[Supplied records — start]

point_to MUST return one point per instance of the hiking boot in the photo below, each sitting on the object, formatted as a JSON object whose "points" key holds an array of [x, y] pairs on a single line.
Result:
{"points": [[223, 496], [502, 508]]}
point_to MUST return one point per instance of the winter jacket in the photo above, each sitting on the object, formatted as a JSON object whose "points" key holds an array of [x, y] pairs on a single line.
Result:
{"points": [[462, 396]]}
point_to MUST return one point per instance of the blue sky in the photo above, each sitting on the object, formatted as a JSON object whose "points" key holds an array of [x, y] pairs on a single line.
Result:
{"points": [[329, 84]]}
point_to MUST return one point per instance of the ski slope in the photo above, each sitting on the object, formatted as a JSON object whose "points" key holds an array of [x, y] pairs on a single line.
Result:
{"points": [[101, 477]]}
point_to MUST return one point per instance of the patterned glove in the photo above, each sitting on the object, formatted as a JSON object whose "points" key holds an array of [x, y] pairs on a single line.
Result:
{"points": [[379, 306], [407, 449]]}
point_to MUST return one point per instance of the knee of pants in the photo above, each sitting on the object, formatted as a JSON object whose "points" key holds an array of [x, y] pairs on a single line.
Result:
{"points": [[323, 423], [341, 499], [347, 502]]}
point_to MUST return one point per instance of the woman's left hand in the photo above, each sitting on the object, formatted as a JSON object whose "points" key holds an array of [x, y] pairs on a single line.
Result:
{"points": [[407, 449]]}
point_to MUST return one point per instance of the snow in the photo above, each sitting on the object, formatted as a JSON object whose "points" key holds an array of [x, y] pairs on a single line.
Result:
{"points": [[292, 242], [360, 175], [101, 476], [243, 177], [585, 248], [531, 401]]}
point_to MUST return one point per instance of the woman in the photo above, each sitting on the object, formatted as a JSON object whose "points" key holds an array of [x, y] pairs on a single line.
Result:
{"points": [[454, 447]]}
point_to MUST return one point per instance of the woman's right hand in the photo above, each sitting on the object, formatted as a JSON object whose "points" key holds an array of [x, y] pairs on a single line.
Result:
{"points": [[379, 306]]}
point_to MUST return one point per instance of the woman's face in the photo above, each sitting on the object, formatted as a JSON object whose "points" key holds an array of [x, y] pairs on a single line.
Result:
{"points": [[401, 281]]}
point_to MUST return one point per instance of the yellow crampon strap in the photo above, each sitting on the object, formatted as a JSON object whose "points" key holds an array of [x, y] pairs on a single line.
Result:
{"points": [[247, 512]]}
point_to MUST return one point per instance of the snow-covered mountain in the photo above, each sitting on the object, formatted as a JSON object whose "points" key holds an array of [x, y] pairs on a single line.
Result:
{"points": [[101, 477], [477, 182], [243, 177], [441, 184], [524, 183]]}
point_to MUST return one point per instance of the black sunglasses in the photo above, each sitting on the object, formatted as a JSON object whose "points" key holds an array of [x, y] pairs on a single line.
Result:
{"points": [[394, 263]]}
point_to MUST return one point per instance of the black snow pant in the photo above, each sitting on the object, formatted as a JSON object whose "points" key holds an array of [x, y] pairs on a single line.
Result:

[Supplied records — finish]

**Problem to solve:**
Whatever is in the entries above, write it out exactly.

**Expected answer:**
point_to MUST return one point per instance of the hiking boot in the photo below, each sitting on the object, formatted as a JSON object whose "points" key holds an array of [x, y] pairs on a single line.
Result:
{"points": [[223, 496], [502, 508]]}
point_to MUST return one point per instance of the winter jacket in the photo above, each sitting on the object, formatted as a JSON object whose "points" key holds an array of [x, y] pairs on a single line.
Result:
{"points": [[462, 396]]}
point_to MUST return one point per instance of the blue sky in the photo above, each sitting on the object, formatted as a JSON object whose "points" key holds an array of [x, y] pairs on a single line.
Result:
{"points": [[329, 84]]}
point_to MUST return one point per instance of the ski slope in the photo above, each sitting on the object, formatted as a JSON object whose "points" key holds an array of [x, y] pairs on a single line.
Result:
{"points": [[101, 477]]}
point_to MUST return one point per instance of the patterned glove in the photo above, each sitting on the object, formatted as a JSON object whose "points" key holds an array of [x, y] pairs on a single line.
Result:
{"points": [[379, 306], [407, 449]]}
point_to MUST return one point per instance of the knee of pants in the photo above, each sitting on the object, formatted as a JSON object whose "points" key holds an array of [x, y] pairs on a single line.
Result:
{"points": [[323, 423], [341, 499], [347, 502]]}
point_to MUST return one point per instance of the woman's left hand in the photo above, each sitting on the object, formatted as a JSON object whose "points" key holds an array of [x, y] pairs on a single line.
Result:
{"points": [[407, 449]]}
point_to MUST return one point per instance of the snow in the photo above, each sitting on the object, formatted as a JSON object whose "points" key holds an array of [x, y] pairs on a single line.
Result:
{"points": [[292, 242], [360, 175], [101, 476], [243, 177], [585, 248], [531, 401]]}
point_to MUST return one point per instance of the woman in the photo above, each sitting on the object, formatted as a JSON object whose "points" key holds an array of [x, y] pairs on a single line.
Result:
{"points": [[454, 447]]}
point_to MUST return one point per instance of the woman's right hand in the photo above, each sitting on the object, formatted as a JSON object whose "points" key holds an array of [x, y] pairs on a single line.
Result:
{"points": [[379, 306]]}
point_to MUST return one point per instance of the woman's face in the photo above, each sitting on the object, formatted as a JSON object whose "points" key holds an array of [x, y] pairs on a single line.
Result:
{"points": [[401, 281]]}
point_to MUST return one point per instance of the yellow crampon strap in the photo above, each sitting on the object, formatted as a JSON object whose "points" key holds an array of [x, y] pairs on a single line.
Result:
{"points": [[247, 512]]}
point_to MUST return one point per instance of the snow-covered mountain in the photo above, each sitting on the object, formatted as a JSON object whose "points" key holds an array of [x, y] pairs on a single line.
Result:
{"points": [[101, 477], [477, 182], [243, 177], [441, 184], [524, 183]]}
point_to MUST return one point per instance of the black sunglasses in the photo above, each sitting on the object, formatted as a JSON object whose "points" key holds an array of [x, y] pairs on a single line.
Result:
{"points": [[394, 263]]}
point_to MUST return one point per instance of the black snow pant in the photo above, each sitting on the object, formatted as a JSON object whose "points" key holds an array of [x, y] pairs on a single line.
Result:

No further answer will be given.